■ Listed records
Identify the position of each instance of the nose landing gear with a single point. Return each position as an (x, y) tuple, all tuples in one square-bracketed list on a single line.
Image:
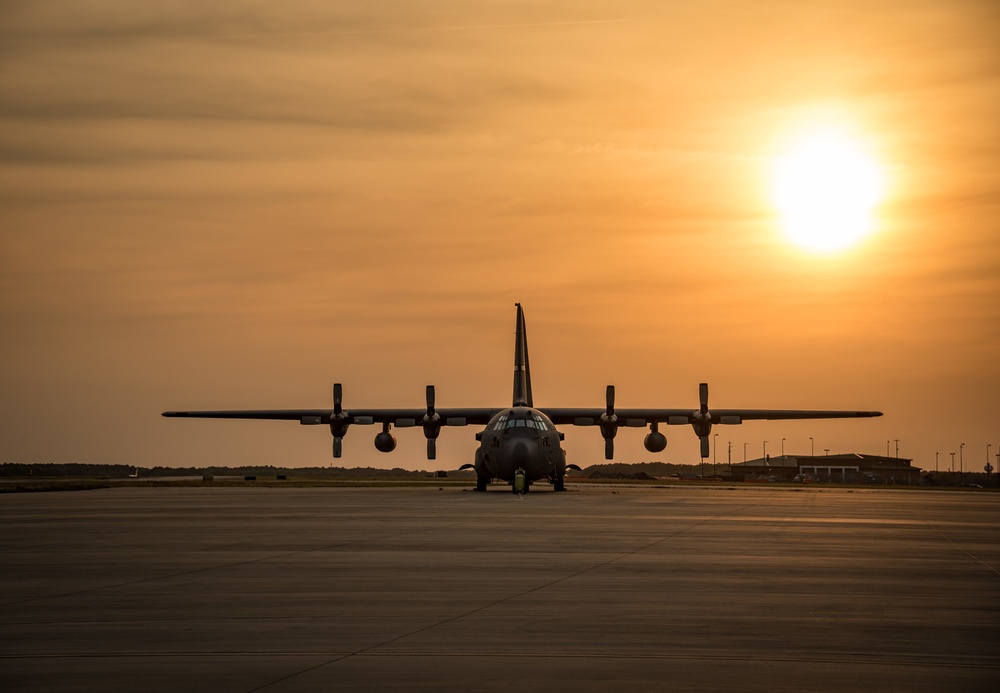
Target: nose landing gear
[(520, 483)]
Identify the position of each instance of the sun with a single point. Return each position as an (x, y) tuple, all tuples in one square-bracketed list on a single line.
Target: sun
[(826, 188)]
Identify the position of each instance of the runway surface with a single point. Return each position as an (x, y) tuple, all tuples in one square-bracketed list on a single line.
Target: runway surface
[(297, 589)]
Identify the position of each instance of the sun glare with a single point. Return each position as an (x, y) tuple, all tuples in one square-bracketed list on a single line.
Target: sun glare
[(826, 188)]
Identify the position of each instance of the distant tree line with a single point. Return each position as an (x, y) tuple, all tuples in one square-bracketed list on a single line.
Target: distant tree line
[(123, 471)]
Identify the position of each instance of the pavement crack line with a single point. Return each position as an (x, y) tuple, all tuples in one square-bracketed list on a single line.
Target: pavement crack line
[(523, 593), (222, 566), (958, 547)]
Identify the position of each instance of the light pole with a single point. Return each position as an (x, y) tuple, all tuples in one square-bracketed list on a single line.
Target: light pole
[(961, 465), (715, 447)]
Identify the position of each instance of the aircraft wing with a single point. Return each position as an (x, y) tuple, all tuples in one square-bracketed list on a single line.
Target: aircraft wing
[(643, 417), (452, 416), (610, 419)]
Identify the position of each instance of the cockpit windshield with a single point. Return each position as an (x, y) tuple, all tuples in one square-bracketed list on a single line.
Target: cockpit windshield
[(529, 421)]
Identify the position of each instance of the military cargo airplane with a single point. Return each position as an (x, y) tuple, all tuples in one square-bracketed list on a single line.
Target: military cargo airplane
[(520, 444)]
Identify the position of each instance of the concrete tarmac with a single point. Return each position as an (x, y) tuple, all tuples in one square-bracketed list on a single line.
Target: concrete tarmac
[(596, 589)]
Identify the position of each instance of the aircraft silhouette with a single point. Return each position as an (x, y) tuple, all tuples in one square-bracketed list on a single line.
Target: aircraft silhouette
[(520, 443)]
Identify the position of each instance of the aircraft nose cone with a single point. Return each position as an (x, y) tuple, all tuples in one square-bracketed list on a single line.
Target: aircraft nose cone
[(520, 451)]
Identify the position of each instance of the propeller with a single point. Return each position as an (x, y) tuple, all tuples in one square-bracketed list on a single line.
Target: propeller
[(339, 420), (702, 420), (609, 424), (431, 424)]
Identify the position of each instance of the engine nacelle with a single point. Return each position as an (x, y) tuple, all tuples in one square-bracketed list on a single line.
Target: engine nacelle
[(385, 442), (655, 442)]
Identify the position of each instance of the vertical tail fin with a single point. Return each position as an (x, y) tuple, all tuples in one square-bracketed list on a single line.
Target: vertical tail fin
[(522, 370)]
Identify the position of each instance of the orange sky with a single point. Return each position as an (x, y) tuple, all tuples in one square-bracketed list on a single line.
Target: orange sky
[(203, 207)]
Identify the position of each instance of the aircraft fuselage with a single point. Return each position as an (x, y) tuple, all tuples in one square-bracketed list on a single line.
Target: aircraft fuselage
[(520, 438)]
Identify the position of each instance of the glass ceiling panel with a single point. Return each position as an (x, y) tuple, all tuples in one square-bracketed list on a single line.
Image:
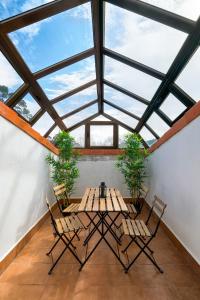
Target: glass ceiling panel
[(76, 100), (9, 79), (188, 80), (131, 79), (147, 136), (43, 124), (172, 107), (27, 107), (124, 101), (9, 8), (157, 124), (141, 39), (186, 8), (68, 78), (101, 118), (56, 38), (118, 115), (79, 136), (54, 132), (80, 116)]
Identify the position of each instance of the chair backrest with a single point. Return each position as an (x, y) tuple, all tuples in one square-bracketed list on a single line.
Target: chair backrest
[(158, 207), (52, 217), (60, 193)]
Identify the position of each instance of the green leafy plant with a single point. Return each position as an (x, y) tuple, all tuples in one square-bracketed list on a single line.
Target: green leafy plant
[(64, 168), (132, 165)]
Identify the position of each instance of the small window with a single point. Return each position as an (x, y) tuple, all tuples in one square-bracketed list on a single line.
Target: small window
[(101, 135), (79, 136), (147, 136), (27, 107), (157, 124)]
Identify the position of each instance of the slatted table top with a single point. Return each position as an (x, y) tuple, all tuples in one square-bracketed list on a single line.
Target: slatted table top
[(113, 202)]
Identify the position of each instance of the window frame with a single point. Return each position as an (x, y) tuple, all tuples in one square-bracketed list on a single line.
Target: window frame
[(101, 123)]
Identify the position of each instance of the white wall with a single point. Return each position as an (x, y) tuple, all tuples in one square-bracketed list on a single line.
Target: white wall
[(174, 171), (94, 169), (24, 182)]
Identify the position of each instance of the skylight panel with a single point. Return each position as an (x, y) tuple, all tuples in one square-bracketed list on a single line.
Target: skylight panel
[(27, 107), (157, 124), (141, 39), (75, 101), (81, 116), (79, 137), (118, 115), (43, 124), (130, 78), (147, 136), (68, 78), (172, 107), (56, 38), (186, 8), (188, 80), (10, 81), (124, 101), (12, 8)]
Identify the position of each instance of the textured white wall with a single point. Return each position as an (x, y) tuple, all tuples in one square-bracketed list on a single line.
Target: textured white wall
[(94, 169), (174, 170), (24, 182)]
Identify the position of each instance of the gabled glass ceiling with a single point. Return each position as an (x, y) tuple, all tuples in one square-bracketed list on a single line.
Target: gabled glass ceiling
[(42, 44), (122, 24), (137, 74), (68, 78)]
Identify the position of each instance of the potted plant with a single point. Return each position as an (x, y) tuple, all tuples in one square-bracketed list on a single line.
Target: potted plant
[(64, 168), (132, 165)]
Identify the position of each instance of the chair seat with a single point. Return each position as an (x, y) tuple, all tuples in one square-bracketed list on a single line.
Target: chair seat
[(72, 208), (135, 228), (131, 208), (68, 224)]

■ Goal
Copy out all of the lines above again word for word, leaving out the pictures.

■ The solution
Identify the position of each instance of the nose landing gear with a single point. Return each position as an (x, y) tuple, all tuples in one square-bracketed list on a single line.
Image:
Target: nose landing gear
[(520, 483)]
Identify the position of each instance of the sun with a single point. Return each position as an (x, y) tuple, all tuples in one square-bracketed list on a single line.
Target: sun
[(826, 188)]
Identify the position of each instance of the runway surface with a single point. Return each position as an (x, y) tuple, all tuples in one square-bracketed list on a single line.
Target: runway surface
[(297, 589)]
Identify the position of each instance of the sun glare with a single point. Return each position as an (x, y) tuple, all tuples in one square-bracketed list on a single line.
Target: sun glare
[(826, 188)]
Identify the position of each instance of the distant tree line with a single point. Return each position as an (x, y) tuple, all tuples in one square-bracketed list on a single line.
Target: distant tree line
[(123, 471)]
Identify the position of each instance of the pavement crack line with a single point. Return each position as an (x, y) tuple, all tuples in one square-bracketed list on a single line.
Target: pavement crack line
[(523, 593), (222, 566), (958, 547)]
Identify the position of each instance of the light pole with a single point. Return each position as an (x, y) tuple, all tuples in one square-bracketed list on a single line.
Target: light pole
[(961, 465), (715, 447)]
Identify the position of each instance of the aircraft wing with a single point. Return each position as an (x, y) tuple, all tuples in one square-bracketed list on a single line.
Target: aircraft wing
[(643, 417), (452, 416), (610, 419)]
Identify the position of each instance of the cockpit windshield with a single point. Return each position as an (x, y) tuple, all tuples in one square-bracketed list on a single line.
Target: cockpit windshield
[(529, 421)]
Identify the position of each instance of the military cargo airplane with a single point. Return each position as an (x, y) tuple, all tuples in one square-bracketed list on a single line.
Target: military cargo airplane
[(520, 444)]
Identify the position of each instance of the concrete tarmac with a single point. Return each position as an (x, y) tuple, all tuples in one square-bracketed list on a single line.
Target: concrete tarmac
[(596, 589)]
Identify the position of each instance of the aircraft silhouette with a single point. Return each position as an (x, y) tuple, all tuples in one square-bracketed list on a single line.
Target: aircraft silhouette
[(520, 443)]
Identify the position of each instance of the aircraft nose cone with a single point. Return each position as an (x, y) tuple, all tuples in one square-bracketed list on a single line.
Target: aircraft nose cone
[(520, 451)]
Identify the position of each instance of the propeller with a single point. Return each position as an (x, y) tuple, all tuples in one square-bracketed list on a single line.
Target: propeller
[(339, 420), (702, 420), (609, 424), (431, 424)]
Identify the position of each instance of the engine nacelle with a single point. Return each position as an (x, y) tuple, all tuples in one square-bracketed list on a single line.
Target: engine nacelle
[(385, 442), (655, 442)]
Identify the position of each instance of the vertical tail fin with a single point. Return each position as an (x, y) tuple, all tuples in one square-bracketed list on a single line.
Target: vertical tail fin
[(522, 370)]
Identify the position of each instance of the orange sky with a single point. Return each position as an (x, y) tuple, all tuples in one square-bracketed list on a single line.
Target: orange sky
[(203, 207)]
Identify the position of each instance of the aircraft fuselage with a single point. Return each position as an (x, y) tuple, all tuples in one square-bracketed list on a single line.
Target: aircraft fuselage
[(520, 438)]
Identify the position of each instance of the glass ceiling panel with a single point. Return each position as an (x, y) tuple, all tuples in one square-bracketed list on a single line.
Image:
Target: glass ceiling panel
[(76, 100), (9, 79), (188, 80), (131, 79), (147, 136), (43, 124), (172, 107), (27, 107), (124, 101), (9, 8), (157, 124), (141, 39), (186, 8), (68, 78), (101, 118), (56, 38), (118, 115), (79, 136), (54, 132), (80, 116)]
Identify the position of each instance of the chair backrest with a single point. Return each position as an (x, y) tuple, all tuples in one square-bracketed list on a single line.
Target: chair backrest
[(158, 207), (52, 217), (60, 193)]
Identify the position of each instance of the green leafy plant with a single point. Return each position as an (x, y) tuple, all tuples in one square-bracketed list on a single line.
Target: green leafy plant
[(64, 168), (132, 165)]
Identify the position of each instance of the small window with a single point. Return each position as an (x, y) tuple, all tuples in one square-bracketed list on a single line.
Target: small window
[(101, 135), (79, 136), (147, 136), (27, 107), (157, 124)]
Identify the position of each instance of the slatted table top with a single point. Return each position as an (x, y) tuple, all tuples in one square-bracketed list on a single line.
Target: slatted table top
[(113, 202)]
Identify the position of each instance of the window frame with a single point. Return each position as an (x, y) tuple, all tuples in one square-bracketed list on a single line.
Target: window frame
[(101, 123)]
Identify the position of each instance of the white wall with a single point. Return each position as an (x, y) tuple, all tuples in one square-bracketed list on a single line.
Target: white wall
[(174, 171), (94, 169), (24, 182)]
Identify the position of each instance of the skylight panel with a single point. Return each position as an (x, y) tuple, all tuples in one square-bracketed list on a single line.
Target: skylight panel
[(27, 107), (157, 124), (141, 39), (75, 101), (81, 116), (79, 137), (118, 115), (43, 124), (130, 78), (147, 136), (68, 78), (172, 107), (56, 38), (186, 8), (188, 80), (10, 81), (124, 101), (12, 8)]
Identify the position of each instance of the textured white wall with a single point. Return each position as an (x, y) tuple, all tuples in one square-bracketed list on a single line.
Target: textured white wall
[(94, 169), (174, 170), (24, 182)]
Identify the position of each instance of the gabled glass ceiling with a single point. Return each position as an (x, y) tuple, all tuples in one square-bracketed list on a single line.
Target: gabled glass ceiling
[(42, 44), (122, 24), (137, 74), (68, 78)]
Identify the position of each instance of the potted plant with a single point. Return each position as an (x, y) tuple, all tuples in one square-bracketed list on a single line.
Target: potted plant
[(64, 168), (132, 165)]
Identify the position of each instance of the chair seat with a single point. Return each position as an (x, y) tuple, all tuples in one square-bracketed list on a single line.
Target: chair seat
[(72, 208), (135, 228), (131, 208), (68, 224)]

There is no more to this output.